**Testo citato:**
<<<<

Molti Paesi occidentali, a partire da Francia, Regno Unito, Canada, Australia, Portogallo, ma ne stanno seguendo parecchi altri, hanno deciso di riconoscere lo Stato Palestinese, che comunque era già riconosciuto da 151 Paesi dell’Onu su 193. Apparentemente si tratta di un’iniziativa forte, che s’immagina debba cambiare gli esiti di quello che sta accadendo a Gaza e che vivono quotidianamente milioni di palestinesi, ma purtroppo così non è. Israele, infatti, nella teoria ha sempre simulato di accettare l’idea dei 2 Stati, ma é nella pratica che l’ha sempre disattesa, a partire dagli insediamenti illegali dei coloni nei territori palestinesi occupati, dall’ occupazione militare, dai posti di blocco, dalle incursioni israeliane e dalle condizioni di apartheid in cui di fatto vivono i palestinesi.

>>>>

**I tuoi compiti:**
**a)** Secondo il testo citato, da quanti Paesi dell’Onu era già riconosciuto lo Stato palestinese?
**b)** Elenca tutti i Paesi che il testo citato nomina come decisi a riconoscere lo Stato palestinese.
**c)** Stabilisci se ciascuna affermazione concorda con il testo citato, rispondendo sì o no e citando le parole decisive del testo: (i) il riconoscimento cambierà gli esiti di quanto accade a Gaza; (ii) Israele in teoria ha sempre simulato di accettare l’idea dei due Stati; (iii) il Portogallo è tra i Paesi che hanno deciso di riconoscere lo Stato palestinese.

**Righe estratte:**
<<<<

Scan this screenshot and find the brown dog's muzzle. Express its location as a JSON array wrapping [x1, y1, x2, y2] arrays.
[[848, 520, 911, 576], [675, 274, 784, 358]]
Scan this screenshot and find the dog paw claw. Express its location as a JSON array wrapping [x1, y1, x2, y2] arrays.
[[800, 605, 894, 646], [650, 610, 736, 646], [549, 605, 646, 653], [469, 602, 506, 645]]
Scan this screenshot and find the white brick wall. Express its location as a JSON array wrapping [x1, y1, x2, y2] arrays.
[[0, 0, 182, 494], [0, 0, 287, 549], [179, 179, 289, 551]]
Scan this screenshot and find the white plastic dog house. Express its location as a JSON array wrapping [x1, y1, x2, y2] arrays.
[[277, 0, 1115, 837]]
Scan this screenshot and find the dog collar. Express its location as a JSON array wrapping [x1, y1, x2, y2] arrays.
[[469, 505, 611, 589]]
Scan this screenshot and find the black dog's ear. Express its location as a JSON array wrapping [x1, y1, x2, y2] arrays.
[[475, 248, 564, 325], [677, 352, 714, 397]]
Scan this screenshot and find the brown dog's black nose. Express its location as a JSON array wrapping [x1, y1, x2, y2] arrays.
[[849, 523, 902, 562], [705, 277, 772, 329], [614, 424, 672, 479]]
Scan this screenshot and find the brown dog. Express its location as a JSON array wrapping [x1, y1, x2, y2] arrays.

>>>>

**Risposte ai compiti:**
**a)** Da 151 Paesi dell’Onu su 193.

**b)** Francia, Regno Unito, Canada, Australia, Portogallo.

**c)**
(i) No: "ma purtroppo così non è".
(ii) Sì: "nella teoria ha sempre simulato di accettare l’idea dei 2 Stati".
(iii) Sì: "a partire da Francia, Regno Unito, Canada, Australia, Portogallo".